### WHAT TO PRODUCE
Rescale every line from the one containing "locate: ocean surface" through the end of the records, inclusive, and reproduce the requests unchanged. Multiply each point coordinate in the answers by 0.9 and round to whole numbers, with halves rounded up; leave the sample coordinates in the requests as they are.

### PROVIDED INFORMATION
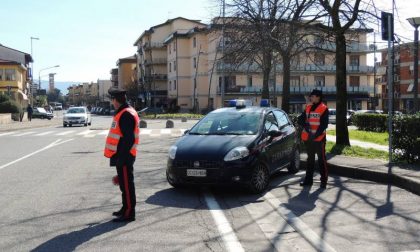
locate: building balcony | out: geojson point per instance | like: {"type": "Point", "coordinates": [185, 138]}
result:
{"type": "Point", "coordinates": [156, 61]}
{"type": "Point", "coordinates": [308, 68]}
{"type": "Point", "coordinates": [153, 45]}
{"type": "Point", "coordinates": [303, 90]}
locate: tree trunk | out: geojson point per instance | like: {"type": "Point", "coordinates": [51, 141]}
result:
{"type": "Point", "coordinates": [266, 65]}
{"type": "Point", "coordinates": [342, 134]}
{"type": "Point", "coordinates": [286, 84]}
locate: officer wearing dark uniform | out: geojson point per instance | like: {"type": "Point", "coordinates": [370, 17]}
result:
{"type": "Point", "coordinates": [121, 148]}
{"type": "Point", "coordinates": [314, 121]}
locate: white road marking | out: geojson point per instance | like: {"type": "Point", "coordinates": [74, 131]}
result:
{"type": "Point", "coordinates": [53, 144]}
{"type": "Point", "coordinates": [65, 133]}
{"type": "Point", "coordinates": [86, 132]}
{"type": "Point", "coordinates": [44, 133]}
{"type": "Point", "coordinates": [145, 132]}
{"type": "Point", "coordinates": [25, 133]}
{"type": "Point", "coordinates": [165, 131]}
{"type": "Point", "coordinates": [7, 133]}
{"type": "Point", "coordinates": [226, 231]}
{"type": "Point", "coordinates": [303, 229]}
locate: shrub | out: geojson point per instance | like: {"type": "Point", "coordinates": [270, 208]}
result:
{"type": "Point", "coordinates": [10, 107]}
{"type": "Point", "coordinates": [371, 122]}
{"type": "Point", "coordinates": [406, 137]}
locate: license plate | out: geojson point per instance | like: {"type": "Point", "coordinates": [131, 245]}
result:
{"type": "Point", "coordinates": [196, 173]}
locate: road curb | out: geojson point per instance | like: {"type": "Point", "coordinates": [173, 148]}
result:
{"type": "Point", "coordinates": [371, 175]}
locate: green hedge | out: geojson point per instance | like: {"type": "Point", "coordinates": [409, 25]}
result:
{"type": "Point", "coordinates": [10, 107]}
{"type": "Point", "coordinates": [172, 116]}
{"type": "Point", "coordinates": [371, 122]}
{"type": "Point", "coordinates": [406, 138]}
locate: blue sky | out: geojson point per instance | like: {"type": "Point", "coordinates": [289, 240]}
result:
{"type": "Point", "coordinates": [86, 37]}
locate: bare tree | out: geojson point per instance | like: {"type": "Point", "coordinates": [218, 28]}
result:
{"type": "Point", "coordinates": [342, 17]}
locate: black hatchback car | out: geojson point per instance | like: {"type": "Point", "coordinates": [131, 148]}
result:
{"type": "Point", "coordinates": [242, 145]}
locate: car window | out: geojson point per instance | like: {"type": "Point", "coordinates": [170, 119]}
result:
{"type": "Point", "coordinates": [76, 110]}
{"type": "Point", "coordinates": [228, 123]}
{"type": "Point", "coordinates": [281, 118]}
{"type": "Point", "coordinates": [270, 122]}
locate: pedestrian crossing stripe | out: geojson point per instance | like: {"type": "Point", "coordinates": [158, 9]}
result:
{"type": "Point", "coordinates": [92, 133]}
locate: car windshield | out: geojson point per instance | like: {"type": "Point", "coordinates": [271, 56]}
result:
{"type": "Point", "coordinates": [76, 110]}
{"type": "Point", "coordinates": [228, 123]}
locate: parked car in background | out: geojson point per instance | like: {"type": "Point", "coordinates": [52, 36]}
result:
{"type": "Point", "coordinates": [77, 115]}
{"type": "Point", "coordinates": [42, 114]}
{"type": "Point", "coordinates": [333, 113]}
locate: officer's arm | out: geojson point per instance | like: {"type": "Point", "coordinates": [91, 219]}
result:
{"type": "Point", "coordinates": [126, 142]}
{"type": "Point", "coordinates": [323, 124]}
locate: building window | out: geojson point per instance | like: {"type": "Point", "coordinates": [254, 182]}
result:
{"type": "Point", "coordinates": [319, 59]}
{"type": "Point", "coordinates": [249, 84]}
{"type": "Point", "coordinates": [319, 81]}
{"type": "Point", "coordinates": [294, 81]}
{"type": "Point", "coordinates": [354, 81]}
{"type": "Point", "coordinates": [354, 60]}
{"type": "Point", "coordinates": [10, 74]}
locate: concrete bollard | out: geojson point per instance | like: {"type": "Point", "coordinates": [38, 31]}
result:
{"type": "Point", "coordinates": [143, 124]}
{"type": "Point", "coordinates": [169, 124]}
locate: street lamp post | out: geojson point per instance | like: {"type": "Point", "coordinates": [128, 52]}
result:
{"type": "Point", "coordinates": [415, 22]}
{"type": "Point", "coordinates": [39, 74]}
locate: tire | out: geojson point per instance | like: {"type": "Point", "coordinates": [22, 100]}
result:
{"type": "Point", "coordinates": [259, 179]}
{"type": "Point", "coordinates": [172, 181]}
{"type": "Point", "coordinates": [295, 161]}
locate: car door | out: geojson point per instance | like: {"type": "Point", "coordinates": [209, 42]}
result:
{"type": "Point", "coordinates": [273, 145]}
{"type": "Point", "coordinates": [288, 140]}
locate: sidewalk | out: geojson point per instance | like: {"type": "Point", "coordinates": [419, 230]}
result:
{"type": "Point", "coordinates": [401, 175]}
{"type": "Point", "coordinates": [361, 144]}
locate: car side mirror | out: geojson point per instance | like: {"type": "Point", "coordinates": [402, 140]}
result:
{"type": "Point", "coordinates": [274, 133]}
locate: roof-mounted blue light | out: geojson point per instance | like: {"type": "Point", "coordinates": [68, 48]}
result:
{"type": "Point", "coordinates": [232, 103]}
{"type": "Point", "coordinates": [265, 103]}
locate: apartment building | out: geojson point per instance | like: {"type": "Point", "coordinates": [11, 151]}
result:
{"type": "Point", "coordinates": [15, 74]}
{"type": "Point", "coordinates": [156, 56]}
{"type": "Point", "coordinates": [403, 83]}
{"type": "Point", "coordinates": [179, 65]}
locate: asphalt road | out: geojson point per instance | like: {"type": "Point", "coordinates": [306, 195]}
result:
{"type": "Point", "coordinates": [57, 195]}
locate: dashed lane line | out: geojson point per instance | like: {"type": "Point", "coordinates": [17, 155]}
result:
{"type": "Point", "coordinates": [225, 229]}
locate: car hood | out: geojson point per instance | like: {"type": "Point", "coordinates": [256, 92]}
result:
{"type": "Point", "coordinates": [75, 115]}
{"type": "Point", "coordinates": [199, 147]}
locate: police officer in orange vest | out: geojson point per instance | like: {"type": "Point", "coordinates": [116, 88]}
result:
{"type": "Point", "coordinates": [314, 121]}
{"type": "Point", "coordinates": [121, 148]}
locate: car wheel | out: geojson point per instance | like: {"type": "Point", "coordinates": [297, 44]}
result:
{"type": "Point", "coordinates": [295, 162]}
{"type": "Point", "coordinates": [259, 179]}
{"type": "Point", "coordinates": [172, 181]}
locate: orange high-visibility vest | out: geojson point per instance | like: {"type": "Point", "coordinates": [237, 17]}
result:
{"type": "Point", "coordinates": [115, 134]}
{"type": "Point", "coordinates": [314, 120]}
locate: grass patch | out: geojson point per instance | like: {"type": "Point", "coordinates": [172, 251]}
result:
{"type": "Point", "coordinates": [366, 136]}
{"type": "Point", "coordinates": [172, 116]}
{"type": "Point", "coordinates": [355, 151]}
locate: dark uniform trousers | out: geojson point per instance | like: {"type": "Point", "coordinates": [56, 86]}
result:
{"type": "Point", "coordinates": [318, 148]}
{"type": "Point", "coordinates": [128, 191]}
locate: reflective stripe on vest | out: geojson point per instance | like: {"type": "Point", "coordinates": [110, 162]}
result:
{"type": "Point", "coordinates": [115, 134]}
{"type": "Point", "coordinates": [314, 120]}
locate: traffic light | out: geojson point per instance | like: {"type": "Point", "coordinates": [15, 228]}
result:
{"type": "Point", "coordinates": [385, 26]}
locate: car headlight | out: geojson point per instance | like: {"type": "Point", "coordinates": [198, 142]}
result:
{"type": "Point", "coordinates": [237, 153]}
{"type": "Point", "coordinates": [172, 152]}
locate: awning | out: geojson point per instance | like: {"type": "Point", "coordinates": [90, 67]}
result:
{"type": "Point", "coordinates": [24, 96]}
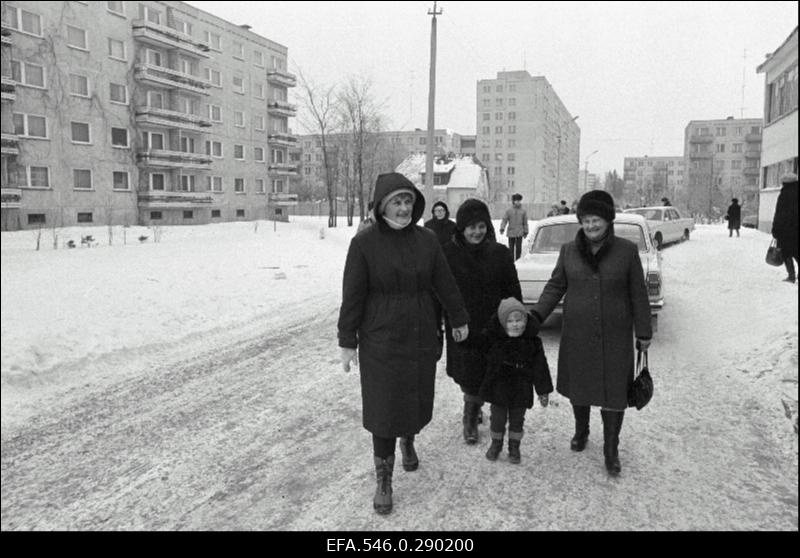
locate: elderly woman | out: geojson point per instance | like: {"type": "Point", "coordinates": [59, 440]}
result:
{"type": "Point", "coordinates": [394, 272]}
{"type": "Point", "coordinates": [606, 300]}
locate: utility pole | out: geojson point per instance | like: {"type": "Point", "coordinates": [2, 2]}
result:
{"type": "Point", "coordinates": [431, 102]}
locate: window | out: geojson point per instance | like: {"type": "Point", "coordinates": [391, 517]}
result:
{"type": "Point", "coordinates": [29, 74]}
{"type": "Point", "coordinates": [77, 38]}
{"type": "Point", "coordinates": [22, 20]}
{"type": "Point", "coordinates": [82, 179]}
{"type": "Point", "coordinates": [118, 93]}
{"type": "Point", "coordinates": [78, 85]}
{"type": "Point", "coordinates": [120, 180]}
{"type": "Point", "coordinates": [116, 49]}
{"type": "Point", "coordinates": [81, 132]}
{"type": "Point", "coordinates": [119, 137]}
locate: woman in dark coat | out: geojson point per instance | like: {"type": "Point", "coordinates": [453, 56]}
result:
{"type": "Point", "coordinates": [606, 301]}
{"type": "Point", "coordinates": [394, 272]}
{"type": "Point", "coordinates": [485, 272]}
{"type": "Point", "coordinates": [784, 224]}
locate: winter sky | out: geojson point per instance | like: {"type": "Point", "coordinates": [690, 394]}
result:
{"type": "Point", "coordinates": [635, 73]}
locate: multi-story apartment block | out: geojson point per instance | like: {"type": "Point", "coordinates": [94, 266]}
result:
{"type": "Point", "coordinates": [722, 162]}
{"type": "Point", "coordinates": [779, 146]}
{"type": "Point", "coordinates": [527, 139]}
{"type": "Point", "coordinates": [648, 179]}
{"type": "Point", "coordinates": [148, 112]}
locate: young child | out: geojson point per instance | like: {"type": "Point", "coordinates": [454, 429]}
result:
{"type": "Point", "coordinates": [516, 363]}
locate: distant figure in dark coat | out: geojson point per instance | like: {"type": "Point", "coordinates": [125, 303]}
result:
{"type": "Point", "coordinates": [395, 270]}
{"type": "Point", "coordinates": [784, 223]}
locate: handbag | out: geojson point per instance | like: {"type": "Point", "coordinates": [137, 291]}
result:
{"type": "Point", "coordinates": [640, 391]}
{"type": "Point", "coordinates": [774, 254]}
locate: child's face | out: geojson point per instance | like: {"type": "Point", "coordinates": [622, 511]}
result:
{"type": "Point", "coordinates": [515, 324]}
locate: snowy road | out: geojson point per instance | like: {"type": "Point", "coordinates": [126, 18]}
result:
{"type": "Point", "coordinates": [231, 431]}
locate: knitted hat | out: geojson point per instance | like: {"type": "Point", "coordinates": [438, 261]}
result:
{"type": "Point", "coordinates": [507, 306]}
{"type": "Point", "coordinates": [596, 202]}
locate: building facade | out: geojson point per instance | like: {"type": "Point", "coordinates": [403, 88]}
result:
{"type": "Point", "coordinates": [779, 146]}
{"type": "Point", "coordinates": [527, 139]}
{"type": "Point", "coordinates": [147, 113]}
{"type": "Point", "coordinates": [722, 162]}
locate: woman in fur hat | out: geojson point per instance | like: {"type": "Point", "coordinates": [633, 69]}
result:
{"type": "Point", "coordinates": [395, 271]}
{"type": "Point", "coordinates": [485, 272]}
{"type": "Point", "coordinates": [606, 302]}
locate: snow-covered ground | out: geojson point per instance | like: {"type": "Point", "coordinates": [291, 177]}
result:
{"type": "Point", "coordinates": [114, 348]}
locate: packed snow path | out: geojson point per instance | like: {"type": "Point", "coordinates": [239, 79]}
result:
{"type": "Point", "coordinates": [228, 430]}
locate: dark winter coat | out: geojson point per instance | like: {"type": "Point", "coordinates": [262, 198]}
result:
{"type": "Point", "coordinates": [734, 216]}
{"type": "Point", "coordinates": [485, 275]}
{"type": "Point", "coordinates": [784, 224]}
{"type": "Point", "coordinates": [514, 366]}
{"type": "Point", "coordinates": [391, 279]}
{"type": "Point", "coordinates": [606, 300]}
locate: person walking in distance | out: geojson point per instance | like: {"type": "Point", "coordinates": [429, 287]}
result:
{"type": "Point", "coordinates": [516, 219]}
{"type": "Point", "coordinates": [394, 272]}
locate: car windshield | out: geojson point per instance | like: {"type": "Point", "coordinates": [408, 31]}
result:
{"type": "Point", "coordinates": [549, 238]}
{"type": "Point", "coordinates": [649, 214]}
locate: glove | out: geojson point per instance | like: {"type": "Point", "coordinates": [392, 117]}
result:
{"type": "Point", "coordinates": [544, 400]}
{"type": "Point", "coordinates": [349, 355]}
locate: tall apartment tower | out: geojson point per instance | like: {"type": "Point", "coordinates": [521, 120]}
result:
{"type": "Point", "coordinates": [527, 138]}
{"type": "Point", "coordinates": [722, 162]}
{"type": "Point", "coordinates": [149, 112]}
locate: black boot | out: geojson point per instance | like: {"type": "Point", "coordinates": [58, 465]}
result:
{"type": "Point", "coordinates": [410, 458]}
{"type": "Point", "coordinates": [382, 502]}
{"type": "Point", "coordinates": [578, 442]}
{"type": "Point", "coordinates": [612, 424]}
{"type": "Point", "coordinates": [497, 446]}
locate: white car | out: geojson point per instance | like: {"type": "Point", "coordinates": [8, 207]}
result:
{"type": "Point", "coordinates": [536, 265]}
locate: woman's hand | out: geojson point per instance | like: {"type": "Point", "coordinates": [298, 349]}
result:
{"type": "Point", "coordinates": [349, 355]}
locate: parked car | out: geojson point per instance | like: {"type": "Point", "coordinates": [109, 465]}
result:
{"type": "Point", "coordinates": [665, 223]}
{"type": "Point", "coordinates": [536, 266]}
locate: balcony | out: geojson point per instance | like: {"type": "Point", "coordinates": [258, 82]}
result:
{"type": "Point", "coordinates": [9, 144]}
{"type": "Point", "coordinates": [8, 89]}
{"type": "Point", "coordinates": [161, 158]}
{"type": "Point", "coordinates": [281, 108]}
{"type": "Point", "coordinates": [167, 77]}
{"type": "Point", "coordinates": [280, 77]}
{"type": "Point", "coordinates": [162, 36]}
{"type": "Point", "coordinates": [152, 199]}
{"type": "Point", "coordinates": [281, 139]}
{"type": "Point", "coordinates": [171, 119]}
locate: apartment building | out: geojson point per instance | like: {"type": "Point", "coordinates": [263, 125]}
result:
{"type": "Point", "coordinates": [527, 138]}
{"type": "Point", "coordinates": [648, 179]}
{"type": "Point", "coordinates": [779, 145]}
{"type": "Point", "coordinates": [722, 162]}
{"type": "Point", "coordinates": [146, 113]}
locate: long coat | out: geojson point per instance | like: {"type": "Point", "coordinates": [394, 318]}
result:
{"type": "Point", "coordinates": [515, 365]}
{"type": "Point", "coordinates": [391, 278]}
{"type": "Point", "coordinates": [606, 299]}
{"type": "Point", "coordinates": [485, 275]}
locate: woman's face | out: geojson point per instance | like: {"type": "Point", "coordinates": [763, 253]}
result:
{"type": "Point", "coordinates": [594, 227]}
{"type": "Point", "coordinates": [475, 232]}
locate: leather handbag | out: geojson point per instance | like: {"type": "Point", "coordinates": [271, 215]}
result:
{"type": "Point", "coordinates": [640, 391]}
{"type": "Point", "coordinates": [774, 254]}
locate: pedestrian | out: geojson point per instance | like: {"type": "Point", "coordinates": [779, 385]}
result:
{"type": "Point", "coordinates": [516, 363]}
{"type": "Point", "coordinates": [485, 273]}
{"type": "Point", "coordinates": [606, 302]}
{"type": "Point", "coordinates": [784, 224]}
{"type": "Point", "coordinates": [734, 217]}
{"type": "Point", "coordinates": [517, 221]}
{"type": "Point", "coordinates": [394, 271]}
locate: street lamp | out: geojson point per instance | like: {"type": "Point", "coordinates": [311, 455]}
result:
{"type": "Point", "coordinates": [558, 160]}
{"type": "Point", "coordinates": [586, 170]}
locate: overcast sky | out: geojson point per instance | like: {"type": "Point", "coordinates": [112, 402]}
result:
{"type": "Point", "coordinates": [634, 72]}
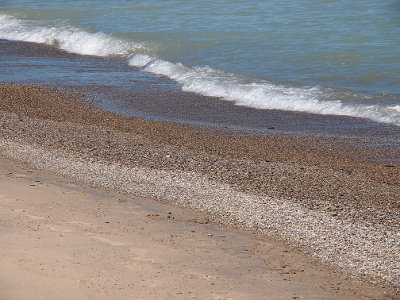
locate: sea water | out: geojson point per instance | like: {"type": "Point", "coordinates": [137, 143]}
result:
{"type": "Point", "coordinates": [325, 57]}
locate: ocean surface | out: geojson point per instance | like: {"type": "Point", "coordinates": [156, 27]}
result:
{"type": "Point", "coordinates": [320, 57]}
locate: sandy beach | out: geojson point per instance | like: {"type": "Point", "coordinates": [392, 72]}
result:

### CORRECT OUTPUT
locate: ocean surface | out: geojson point per instance | like: {"type": "Point", "coordinates": [156, 27]}
result:
{"type": "Point", "coordinates": [288, 51]}
locate: sandy beach | out: geojson point per instance | like: {"type": "Point", "coordinates": [392, 72]}
result:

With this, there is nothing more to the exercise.